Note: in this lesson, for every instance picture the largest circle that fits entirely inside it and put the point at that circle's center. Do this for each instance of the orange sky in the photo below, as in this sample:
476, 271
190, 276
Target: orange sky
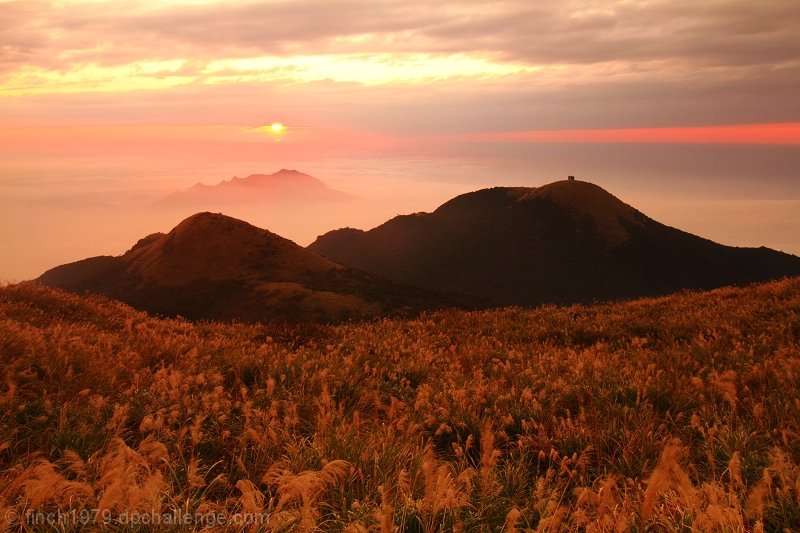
661, 102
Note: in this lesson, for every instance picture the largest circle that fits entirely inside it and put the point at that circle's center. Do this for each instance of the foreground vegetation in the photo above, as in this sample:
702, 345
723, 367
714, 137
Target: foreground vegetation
665, 414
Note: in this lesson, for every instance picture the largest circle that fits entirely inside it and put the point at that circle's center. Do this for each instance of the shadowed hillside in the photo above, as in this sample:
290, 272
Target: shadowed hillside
215, 267
569, 241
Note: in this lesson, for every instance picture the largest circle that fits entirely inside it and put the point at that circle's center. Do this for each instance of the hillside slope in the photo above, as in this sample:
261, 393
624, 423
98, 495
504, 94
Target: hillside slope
215, 267
669, 414
569, 241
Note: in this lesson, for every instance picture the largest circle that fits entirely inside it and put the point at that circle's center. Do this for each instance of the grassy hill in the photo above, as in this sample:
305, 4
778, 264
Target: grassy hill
652, 415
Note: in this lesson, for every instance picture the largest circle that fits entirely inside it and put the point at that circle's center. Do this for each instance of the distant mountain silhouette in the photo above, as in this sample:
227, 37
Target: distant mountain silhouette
569, 241
215, 267
282, 186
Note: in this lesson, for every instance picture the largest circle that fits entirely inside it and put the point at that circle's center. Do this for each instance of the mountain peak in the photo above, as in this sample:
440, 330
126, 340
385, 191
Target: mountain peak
610, 216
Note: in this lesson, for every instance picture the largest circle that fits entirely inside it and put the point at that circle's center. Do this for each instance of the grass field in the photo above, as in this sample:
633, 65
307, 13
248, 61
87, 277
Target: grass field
672, 414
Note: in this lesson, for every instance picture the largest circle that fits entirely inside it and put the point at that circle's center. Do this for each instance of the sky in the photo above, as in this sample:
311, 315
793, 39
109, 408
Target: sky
687, 110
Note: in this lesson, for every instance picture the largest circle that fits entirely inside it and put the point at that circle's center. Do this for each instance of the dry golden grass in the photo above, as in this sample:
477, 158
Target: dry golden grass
671, 414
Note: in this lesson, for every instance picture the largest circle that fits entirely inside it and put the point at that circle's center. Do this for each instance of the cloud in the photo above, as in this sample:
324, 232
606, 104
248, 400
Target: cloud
714, 33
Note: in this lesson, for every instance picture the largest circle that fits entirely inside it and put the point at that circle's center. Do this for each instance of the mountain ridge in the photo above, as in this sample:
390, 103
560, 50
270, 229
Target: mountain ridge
211, 266
564, 242
281, 186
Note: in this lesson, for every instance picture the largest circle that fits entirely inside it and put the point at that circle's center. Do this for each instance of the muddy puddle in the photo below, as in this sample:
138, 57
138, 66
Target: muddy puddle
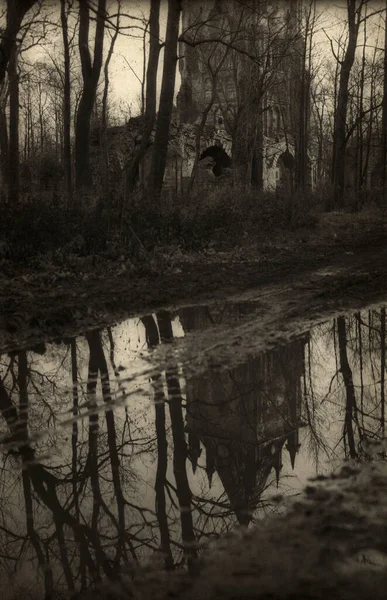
164, 431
• • • • •
## GIVEN INSTRUCTION
Could you output the part that opens with the line containing "the dry golden" and closes with the line containing "Target: dry golden grass", both included, as a JSON list of strings with one string per line and no blank lines?

## SOLUTION
[
  "Note: in this lesson, for every instance picture the largest circle that fits entirely inside it and put the point at that circle's center. Do this for each instance of the dry golden grass in the photo above, as in this sample:",
  "477, 158",
  "Target: dry golden grass"
]